Work required: Copy the rows below word for word, leaving out the pictures.

Provided records:
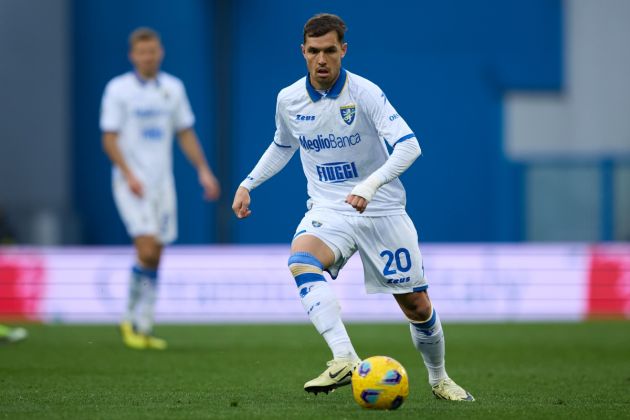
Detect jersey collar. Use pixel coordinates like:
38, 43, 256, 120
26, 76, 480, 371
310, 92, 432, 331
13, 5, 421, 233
306, 67, 348, 102
133, 70, 161, 87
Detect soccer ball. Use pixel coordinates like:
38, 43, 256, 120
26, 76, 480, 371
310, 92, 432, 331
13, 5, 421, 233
352, 356, 409, 410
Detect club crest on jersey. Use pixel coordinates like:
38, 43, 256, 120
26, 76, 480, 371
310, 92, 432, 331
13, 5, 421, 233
339, 104, 357, 125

Task output:
Detect jersey collar. Use pixel coordinates like:
38, 43, 256, 120
26, 76, 480, 371
310, 92, 432, 331
13, 5, 421, 233
306, 67, 348, 102
133, 70, 161, 87
Detect soccer ball. Use pixel coordinates like:
38, 43, 256, 120
26, 76, 480, 371
310, 92, 432, 331
13, 5, 421, 233
352, 356, 409, 410
Detect club crest on jersey. Use pixel coordinates like:
38, 43, 256, 120
26, 76, 480, 371
310, 92, 432, 331
13, 5, 421, 233
339, 104, 357, 125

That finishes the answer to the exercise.